• Instructions
- a) Decide whether each statement below agrees with the compressor piping thread. Answer yes or no for each, quoting the deciding words of the thread exactly: (i) Type M copper is recommended for the compressed air line. (ii) A neighbor used 1" steel throughout his shop. (iii) Over 40 feet, 3/4" pipe adds about 1.11 gallons of air storage.
- b) According to the compressor piping thread, how much more air storage does 1/2" pipe give over 40 feet?
- c) Transcribe the stretch of the compressor piping thread from "With copper these" through "in the lines.".

• Extract to read
I am runing 125 lbs pressor and I want to pipe about 40 feet. Can I use type1/2 or 3/4 m coper pipe?

Type "M" is not recommended for this. Yes for Tpe "L" or flexible Type "K". The latter two have much thicker walls. Remember, compressed gasses are different than "water pressure".

Definitely use the heavier copper (L). I would only use the flexible underground because it is hard to make it look straight hanging on the wall. Whether or not you should use 1/2" or 3/4" pipe? I would not expect the pipe size to be your limitation in obtaining maximum flow rate. But you should consider what flow rate is needed at the tools and what the compressor can supply. For 40', 1/2" pipe will give you about .63 gallons more air storage while 3/4" will give you about 1.11 gallons more storage. Again, probably not a consideration.

I used 1/2" throughout my workshop and have had no problems. (I am running 175# compressor). My neighbor used 1" steel throughout his.

I plumbed my shop with steel. In hindsight It would have been a lot easier to do it with copper.

The issues I ran into with black pipe were:

1) Sloppy tolerances in the fittings (which made sealing at 175 psi a chore)
2) Inability to control the angle of the fitting due to #1
3) Never having the exact length you need (and the store always being out of the size you do need :mad: )
With copper these issues are resolved.

Question for the crew: Is there a special solder needed for air / high pressure applications :confused:

David

Type "L" or "K" copper, make sure you put a moisture trap or stopcocks for moisture removal drains to drain out any moisture in the lines.

• Record excerpts
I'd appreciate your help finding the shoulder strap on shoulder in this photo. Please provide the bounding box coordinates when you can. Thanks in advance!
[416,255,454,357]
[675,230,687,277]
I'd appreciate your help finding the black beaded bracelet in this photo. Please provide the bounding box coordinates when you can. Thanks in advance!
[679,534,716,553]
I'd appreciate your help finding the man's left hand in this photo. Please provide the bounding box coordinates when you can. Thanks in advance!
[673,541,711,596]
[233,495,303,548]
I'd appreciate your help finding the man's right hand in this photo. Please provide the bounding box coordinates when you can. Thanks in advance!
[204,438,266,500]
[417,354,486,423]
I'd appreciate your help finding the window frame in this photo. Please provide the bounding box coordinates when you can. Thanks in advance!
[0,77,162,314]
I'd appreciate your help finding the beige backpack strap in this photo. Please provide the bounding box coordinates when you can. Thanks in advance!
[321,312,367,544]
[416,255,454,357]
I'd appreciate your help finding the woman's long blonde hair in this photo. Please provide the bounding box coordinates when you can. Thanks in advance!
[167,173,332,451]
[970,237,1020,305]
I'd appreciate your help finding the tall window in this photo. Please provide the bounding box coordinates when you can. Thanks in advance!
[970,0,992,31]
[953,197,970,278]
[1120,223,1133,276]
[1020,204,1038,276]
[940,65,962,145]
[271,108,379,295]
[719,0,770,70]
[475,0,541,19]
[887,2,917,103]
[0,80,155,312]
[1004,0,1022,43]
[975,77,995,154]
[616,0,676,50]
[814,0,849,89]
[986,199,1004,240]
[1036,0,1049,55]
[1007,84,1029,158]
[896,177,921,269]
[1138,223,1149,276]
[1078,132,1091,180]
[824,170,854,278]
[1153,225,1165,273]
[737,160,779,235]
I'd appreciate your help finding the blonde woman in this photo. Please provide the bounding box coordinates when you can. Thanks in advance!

• Solutions below
- a)
(i) No: "Type "M" is not recommended for this."
(ii) Yes: "My neighbor used 1" steel throughout his."
(iii) Yes: "3/4" will give you about 1.11 gallons more storage."

- b) About .63 gallons.

- c)
With copper these issues are resolved.

Question for the crew: Is there a special solder needed for air / high pressure applications :confused:

David

Type "L" or "K" copper, make sure you put a moisture trap or stopcocks for moisture removal drains to drain out any moisture in the lines.